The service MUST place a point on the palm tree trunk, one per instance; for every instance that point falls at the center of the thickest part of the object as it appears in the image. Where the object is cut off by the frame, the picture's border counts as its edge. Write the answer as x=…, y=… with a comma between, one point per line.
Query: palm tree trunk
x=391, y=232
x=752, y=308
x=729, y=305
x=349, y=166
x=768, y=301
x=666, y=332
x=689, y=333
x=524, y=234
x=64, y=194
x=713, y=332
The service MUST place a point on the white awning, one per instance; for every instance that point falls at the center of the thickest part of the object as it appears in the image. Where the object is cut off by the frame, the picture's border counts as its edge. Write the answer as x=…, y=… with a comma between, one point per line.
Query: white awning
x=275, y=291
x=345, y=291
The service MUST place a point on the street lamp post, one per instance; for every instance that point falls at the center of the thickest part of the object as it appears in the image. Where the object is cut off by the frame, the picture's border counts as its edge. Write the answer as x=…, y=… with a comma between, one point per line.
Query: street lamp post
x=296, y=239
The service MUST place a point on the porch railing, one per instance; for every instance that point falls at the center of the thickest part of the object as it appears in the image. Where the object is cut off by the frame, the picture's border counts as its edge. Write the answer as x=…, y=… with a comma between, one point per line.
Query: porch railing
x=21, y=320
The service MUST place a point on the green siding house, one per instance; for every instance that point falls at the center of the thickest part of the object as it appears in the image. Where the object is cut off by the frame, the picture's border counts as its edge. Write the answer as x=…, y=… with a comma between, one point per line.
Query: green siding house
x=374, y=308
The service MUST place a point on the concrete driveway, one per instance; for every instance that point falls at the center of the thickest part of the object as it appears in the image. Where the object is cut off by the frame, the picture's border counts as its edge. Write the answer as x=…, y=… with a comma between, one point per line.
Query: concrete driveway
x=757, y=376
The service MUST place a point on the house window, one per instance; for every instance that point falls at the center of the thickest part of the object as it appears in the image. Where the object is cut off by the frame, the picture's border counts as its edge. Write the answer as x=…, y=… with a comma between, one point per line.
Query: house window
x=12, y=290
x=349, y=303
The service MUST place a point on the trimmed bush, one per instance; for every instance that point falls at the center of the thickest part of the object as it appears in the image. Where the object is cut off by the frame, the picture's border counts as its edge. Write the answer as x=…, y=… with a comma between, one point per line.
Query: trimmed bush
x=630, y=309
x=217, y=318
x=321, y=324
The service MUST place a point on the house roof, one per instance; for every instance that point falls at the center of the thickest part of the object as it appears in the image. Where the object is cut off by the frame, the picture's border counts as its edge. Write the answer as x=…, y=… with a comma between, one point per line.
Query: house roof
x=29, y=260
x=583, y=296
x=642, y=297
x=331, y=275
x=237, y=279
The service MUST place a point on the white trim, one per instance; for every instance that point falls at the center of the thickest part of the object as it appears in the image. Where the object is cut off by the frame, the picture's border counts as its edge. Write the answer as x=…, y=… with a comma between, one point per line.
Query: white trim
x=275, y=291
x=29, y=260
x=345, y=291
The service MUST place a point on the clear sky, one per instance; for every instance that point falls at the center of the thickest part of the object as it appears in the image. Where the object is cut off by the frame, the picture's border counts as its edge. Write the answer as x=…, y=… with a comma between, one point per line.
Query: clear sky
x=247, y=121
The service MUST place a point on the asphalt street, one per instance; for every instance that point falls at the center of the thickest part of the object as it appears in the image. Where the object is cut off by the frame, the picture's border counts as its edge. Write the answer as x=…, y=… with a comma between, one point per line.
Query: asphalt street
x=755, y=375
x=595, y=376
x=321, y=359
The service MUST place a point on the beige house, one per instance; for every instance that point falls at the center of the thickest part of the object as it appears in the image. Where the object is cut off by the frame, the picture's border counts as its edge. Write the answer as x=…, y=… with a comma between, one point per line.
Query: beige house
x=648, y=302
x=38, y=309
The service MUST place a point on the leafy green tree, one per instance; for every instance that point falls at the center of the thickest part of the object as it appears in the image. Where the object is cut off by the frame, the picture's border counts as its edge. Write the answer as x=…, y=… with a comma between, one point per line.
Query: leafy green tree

* * * * * * *

What is required: Would you return the entries exactly as they stand?

Solved exercise:
The service MUST place a point on the palm tree trunk, one per instance; for every instance that point falls at the center of the thickest part of the object as it appears in the image. Where the object is cut off by the frame, the picture's border counts as its edge. Write the answer as x=…, y=… with a comma between, one point per line.
Query: palm tree trunk
x=391, y=232
x=752, y=308
x=729, y=305
x=349, y=166
x=768, y=301
x=666, y=332
x=689, y=333
x=524, y=234
x=64, y=194
x=713, y=332
The service MUST place a point on the white awning, one per instance; for every instance that point falls at the center of the thickest part of the object as it appears in the image. Where the object is cut off by the frame, the picture's border counts as its edge. Write the answer as x=…, y=… with a comma between, one point per line.
Query: white awning
x=275, y=291
x=345, y=291
The service MUST place a point on the street lamp post, one per instance; for every instance that point falls at the center of the thickest part of the object as it appears in the image. Where the object is cut off by the frame, the picture's border counts as its edge. Write the answer as x=…, y=… with a comma between, one point per line.
Query: street lamp post
x=296, y=239
The service MUST place a point on the porch railing, one per instance; for every instance that point falls at the center of the thickest part of the object as it appears in the image. Where the object is cut off by the frame, the picture's border counts as its edge. Write the answer as x=…, y=… with a comma between, one point per line.
Query: porch railing
x=21, y=320
The service MUST place a point on the green siding house, one per instance; for every instance that point falls at the center of the thickest part of the object as it appears in the image. Where the object is cut off by the frame, the picture's border counts as its edge. Write the answer as x=…, y=… with a comma between, one point per line.
Query: green siding house
x=374, y=308
The service MUST place a point on the concrete driveway, one per instance; for every instance that point falls at the center of the thickest part of the object as it appears in the image. Where the object is cut off by the frame, the picture's border counts as its edge. Write the answer as x=…, y=… with a comma between, one point per line.
Query: concrete driveway
x=757, y=376
The service MUST place a point on the house window, one per instance; for every instance that point falls at the center of the thickest part of the object as it appears in the image. Where the object is cut off by the frame, the picture's border counts as its edge. Write the answer as x=…, y=… with a comma between, one point per line.
Query: house window
x=12, y=290
x=349, y=303
The service MUST place a point on the trimmed bush, one per instance; for every instance that point falls at the center of the thickest part of the object as it appears in the image. Where the object is cut off by the frame, the picture's border counts as its edge. Write the answer as x=…, y=… with a comma between, one point per line.
Query: trimmed bush
x=630, y=309
x=217, y=318
x=321, y=324
The service MUST place a point on the house roof, one per instance; for every instance that point falls at the center of the thickest part of the object as it appears in the image. Where the object is cut off by the frame, the picture's border counts as its edge. Write the answer as x=…, y=… with a comma between, one point per line.
Query: house roof
x=29, y=260
x=583, y=296
x=642, y=297
x=331, y=275
x=237, y=279
The service MUST place a point on the white trim, one per instance; for every instance that point falls at the center of the thickest part of the object as it appears in the image. Where the object is cut off by the frame, the picture's border counts as its edge. Write the answer as x=…, y=… with a comma between, one point per line.
Query: white trim
x=275, y=291
x=29, y=260
x=345, y=291
The service MUST place a point on the clear sky, one per instance; for every instance that point falls at the center of the thickest part of the object as it appears in the image. Where the object is cut off by the frame, the picture's border counts as its edge. Write the answer as x=…, y=… with a comma between, one point per line.
Query: clear sky
x=247, y=121
The service MUST place a point on the asphalt street, one per instance; for every instance that point falls at the center of the thickest part of the object as it appears in the image. Where the object is cut off by the frame, the picture's border counts as its edge. Write the answer as x=…, y=… with a comma between, one point per line.
Query: asphalt street
x=755, y=375
x=595, y=376
x=321, y=359
The service MUST place a point on the beige house, one per instance; for every instance that point falls at the center of the thickest part of the object as it appears in the image. Where the object is cut off by the frame, the picture's border counts as its edge. Write the answer as x=…, y=… with a comma between, one point per line.
Query: beige house
x=648, y=302
x=38, y=309
The service MUST place a point on the leafy green tree, one per instance; for every instance that point falls at the center of the thickest part of the object as it appears in the image. Where the object is cut off by the frame, the picture's border counts as its edge. Write the answer as x=…, y=… with a comma between, one point per line.
Query: leafy green tree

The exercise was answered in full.